Rewrite every one of the records below, changing "one point per line" to "one point on each line" and keeping all other text the same.

** START OF Information provided **

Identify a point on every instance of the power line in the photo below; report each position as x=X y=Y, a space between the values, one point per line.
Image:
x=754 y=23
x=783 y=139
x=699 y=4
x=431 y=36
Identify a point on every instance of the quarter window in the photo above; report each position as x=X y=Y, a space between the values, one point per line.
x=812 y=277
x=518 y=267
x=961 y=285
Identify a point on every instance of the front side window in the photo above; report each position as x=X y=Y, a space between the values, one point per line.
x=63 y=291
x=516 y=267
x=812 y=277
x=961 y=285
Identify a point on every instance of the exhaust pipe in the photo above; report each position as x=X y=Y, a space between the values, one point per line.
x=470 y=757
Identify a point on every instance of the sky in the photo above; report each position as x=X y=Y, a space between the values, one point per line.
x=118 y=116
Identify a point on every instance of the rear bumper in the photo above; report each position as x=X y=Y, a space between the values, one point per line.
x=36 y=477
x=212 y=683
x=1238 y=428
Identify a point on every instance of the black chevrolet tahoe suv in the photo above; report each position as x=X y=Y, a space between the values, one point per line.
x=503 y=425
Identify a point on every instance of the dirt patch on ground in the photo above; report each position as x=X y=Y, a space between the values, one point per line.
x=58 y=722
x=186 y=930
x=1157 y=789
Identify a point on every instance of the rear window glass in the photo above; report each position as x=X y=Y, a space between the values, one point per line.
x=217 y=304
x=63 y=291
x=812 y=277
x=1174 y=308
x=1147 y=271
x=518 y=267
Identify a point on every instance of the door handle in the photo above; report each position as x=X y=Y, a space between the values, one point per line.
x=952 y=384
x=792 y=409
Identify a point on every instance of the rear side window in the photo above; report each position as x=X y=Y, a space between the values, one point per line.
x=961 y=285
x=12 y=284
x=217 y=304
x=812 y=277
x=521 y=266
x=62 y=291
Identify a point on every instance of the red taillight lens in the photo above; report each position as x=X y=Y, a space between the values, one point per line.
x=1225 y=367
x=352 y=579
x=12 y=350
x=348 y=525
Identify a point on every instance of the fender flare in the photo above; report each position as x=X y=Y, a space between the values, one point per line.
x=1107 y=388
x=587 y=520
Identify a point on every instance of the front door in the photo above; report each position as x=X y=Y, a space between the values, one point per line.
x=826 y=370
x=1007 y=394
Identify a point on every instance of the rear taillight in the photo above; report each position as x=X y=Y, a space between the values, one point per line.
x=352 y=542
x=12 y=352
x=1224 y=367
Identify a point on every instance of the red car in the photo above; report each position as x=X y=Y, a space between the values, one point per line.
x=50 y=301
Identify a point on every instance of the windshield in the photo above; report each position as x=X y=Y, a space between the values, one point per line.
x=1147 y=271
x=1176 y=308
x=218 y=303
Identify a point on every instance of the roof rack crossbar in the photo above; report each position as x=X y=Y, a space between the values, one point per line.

** END OF Information provided **

Task answer
Identify a point on every instance of the power line in the photo below; report each position as x=X y=Y, a space between the values, one point on each line.
Image:
x=754 y=23
x=783 y=139
x=699 y=4
x=431 y=36
Identify a point on every instance of the quarter window in the photo above; report each position as x=X y=Y, a space between the values, one point on each line.
x=812 y=277
x=518 y=267
x=961 y=285
Identify a point on every instance of the front side window in the photo above; report each position as x=X y=Y, a space between the values, one point on each line.
x=63 y=291
x=516 y=267
x=812 y=277
x=961 y=285
Identify a point on every instance of the exhaust pipe in the photo above; report each position as x=X y=Y, a space between the values, one point on each line.
x=470 y=757
Identify a point on every instance of the sky in the photo above; report each position as x=X y=Y, a space between the values, one point on each line.
x=118 y=116
Identify a point on every instance of the rear bumper in the photo above; report each position as x=X y=Y, a space between the values, one point on each line.
x=36 y=477
x=212 y=683
x=1238 y=428
Identify a point on every instance of the black chevrolet tahoe suv in the photo above; report each position as x=X y=Y, a space between the values, one point on each line.
x=503 y=425
Identify a point on every instance of the dirt patch on ground in the photo above; report each position as x=X y=Y, a space between the values, one point on each line.
x=58 y=722
x=186 y=930
x=1157 y=789
Identify a point on every instance of the rear window glass in the photo above; report each position as x=X y=Y, a space between the values, one point on each line.
x=217 y=304
x=63 y=291
x=812 y=277
x=1174 y=308
x=1147 y=271
x=518 y=267
Identify a point on every instance of the door handle in the photo above; report each position as x=X y=Y, a space between the values, one point on each line.
x=952 y=384
x=792 y=409
Identify a point on every instance of the rear side window in the photo above; report each position as x=X y=Y, a space between the values, one point on each line.
x=961 y=285
x=12 y=284
x=217 y=304
x=812 y=277
x=521 y=266
x=62 y=291
Identify a point on every instance of the red taillight lens in the photo above; report each position as x=X y=Y, a space between the values, one point on each line.
x=1225 y=367
x=352 y=579
x=12 y=350
x=348 y=525
Identify a point on every instance of the fender flare in the photo above; report each position as x=X y=Y, a space between the values, one point on each line.
x=1107 y=388
x=587 y=520
Identify a point on every instance of the front door in the photo above; report each position as x=X y=Y, a space between the values, one point on each line.
x=826 y=370
x=1007 y=394
Identify a point on every instance of the rear taillight in the photo above; report each position as x=X y=Y, a space between the values, one point on each line.
x=352 y=542
x=12 y=352
x=1224 y=367
Identify a point on every instance of the red car in the photo above; report each position as x=X y=Y, a space between the values, one point on each line.
x=50 y=301
Identify a point on every instance of the windshield in the photo above; report each position as x=X y=Y, a space between the values, one point on each line.
x=1147 y=271
x=1176 y=308
x=218 y=303
Identify a point on every instance of the roof rack crossbar in the photo above; report each position as x=X y=Y, a space between the values, one point on each line.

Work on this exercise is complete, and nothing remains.